Goal: Revise the records below by replacing "green leaf" with "yellow leaf" and leave everything else untouched.

A block of data:
+-------+
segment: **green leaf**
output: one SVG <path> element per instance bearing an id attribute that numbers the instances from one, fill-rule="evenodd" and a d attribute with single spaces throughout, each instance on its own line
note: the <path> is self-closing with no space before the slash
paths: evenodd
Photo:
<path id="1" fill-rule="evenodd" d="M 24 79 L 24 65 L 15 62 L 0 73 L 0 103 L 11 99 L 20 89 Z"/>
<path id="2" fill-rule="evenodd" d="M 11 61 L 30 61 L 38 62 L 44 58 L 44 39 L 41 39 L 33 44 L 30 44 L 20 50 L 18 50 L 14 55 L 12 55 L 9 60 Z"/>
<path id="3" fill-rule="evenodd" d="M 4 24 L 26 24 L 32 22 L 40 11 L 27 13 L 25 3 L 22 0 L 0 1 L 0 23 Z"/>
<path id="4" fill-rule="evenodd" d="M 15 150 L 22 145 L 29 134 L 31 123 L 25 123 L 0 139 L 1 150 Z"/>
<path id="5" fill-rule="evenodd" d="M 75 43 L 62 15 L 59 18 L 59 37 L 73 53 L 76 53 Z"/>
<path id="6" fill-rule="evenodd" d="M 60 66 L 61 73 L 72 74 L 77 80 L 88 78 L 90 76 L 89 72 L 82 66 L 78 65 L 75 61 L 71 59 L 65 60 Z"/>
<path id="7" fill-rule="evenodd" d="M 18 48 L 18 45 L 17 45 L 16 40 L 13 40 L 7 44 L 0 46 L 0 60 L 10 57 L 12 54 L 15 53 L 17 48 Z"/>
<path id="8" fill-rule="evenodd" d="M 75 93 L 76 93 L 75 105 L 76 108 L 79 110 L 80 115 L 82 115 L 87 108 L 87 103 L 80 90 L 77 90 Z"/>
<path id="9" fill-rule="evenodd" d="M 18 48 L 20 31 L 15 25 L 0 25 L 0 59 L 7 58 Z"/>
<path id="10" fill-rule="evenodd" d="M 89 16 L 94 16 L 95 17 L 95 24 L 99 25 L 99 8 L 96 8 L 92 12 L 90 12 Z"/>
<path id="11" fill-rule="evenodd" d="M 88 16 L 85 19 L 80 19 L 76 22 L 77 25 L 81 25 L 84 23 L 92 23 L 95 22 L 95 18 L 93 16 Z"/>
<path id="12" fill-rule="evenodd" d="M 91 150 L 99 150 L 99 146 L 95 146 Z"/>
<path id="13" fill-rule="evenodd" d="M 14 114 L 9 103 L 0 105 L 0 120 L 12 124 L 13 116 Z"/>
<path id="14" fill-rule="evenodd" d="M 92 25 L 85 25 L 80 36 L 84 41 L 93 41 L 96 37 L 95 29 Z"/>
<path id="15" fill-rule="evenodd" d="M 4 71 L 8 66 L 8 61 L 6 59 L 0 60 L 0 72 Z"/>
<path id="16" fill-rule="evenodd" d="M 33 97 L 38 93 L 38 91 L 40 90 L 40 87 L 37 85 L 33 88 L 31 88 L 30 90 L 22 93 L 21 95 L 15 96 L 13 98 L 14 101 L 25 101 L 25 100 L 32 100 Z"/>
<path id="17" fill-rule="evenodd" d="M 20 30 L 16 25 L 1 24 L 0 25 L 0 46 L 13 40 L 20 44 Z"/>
+-------+
Answer in full:
segment: **yellow leaf**
output: one SVG <path> element per instance bearing an id attribute that numbers the instances from one, fill-rule="evenodd" and a d attribute with single spaces throughout, each instance on its own line
note: the <path> is self-closing with no space before the slash
paths: evenodd
Photo:
<path id="1" fill-rule="evenodd" d="M 24 79 L 24 65 L 15 62 L 0 73 L 0 103 L 11 99 L 20 89 Z"/>
<path id="2" fill-rule="evenodd" d="M 11 61 L 30 61 L 38 62 L 44 58 L 44 39 L 41 39 L 33 44 L 30 44 L 20 50 L 18 50 L 14 55 L 12 55 L 9 60 Z"/>
<path id="3" fill-rule="evenodd" d="M 4 24 L 26 24 L 32 22 L 40 11 L 27 13 L 25 3 L 22 0 L 0 1 L 0 23 Z"/>
<path id="4" fill-rule="evenodd" d="M 15 150 L 22 145 L 29 134 L 31 123 L 25 123 L 0 139 L 1 150 Z"/>
<path id="5" fill-rule="evenodd" d="M 75 43 L 62 15 L 59 18 L 59 37 L 73 53 L 76 53 Z"/>
<path id="6" fill-rule="evenodd" d="M 60 66 L 61 73 L 72 74 L 77 80 L 88 78 L 90 76 L 89 72 L 82 66 L 78 65 L 75 61 L 71 59 L 65 60 Z"/>
<path id="7" fill-rule="evenodd" d="M 18 48 L 18 45 L 17 45 L 16 40 L 13 40 L 7 44 L 0 46 L 0 60 L 10 57 L 12 54 L 15 53 L 17 48 Z"/>
<path id="8" fill-rule="evenodd" d="M 75 93 L 76 93 L 75 105 L 76 108 L 79 110 L 80 115 L 82 115 L 87 108 L 87 103 L 80 90 L 77 90 Z"/>
<path id="9" fill-rule="evenodd" d="M 18 48 L 20 31 L 15 25 L 0 25 L 0 59 L 7 58 Z"/>
<path id="10" fill-rule="evenodd" d="M 89 16 L 94 16 L 95 17 L 95 24 L 99 25 L 99 8 L 96 8 L 92 12 L 90 12 Z"/>
<path id="11" fill-rule="evenodd" d="M 88 16 L 85 19 L 80 19 L 76 22 L 77 25 L 81 25 L 84 23 L 92 23 L 95 22 L 95 18 L 93 16 Z"/>
<path id="12" fill-rule="evenodd" d="M 91 150 L 99 150 L 99 146 L 95 146 Z"/>
<path id="13" fill-rule="evenodd" d="M 14 114 L 9 103 L 0 105 L 0 120 L 12 124 L 13 116 Z"/>
<path id="14" fill-rule="evenodd" d="M 92 25 L 85 25 L 80 36 L 84 41 L 93 41 L 96 37 L 95 29 Z"/>
<path id="15" fill-rule="evenodd" d="M 4 71 L 8 66 L 8 61 L 6 59 L 0 60 L 0 72 Z"/>
<path id="16" fill-rule="evenodd" d="M 33 97 L 38 93 L 38 91 L 40 90 L 40 87 L 37 85 L 33 88 L 31 88 L 30 90 L 22 93 L 21 95 L 15 96 L 13 98 L 14 101 L 25 101 L 25 100 L 32 100 Z"/>
<path id="17" fill-rule="evenodd" d="M 20 30 L 16 25 L 1 24 L 0 25 L 0 46 L 13 40 L 20 44 Z"/>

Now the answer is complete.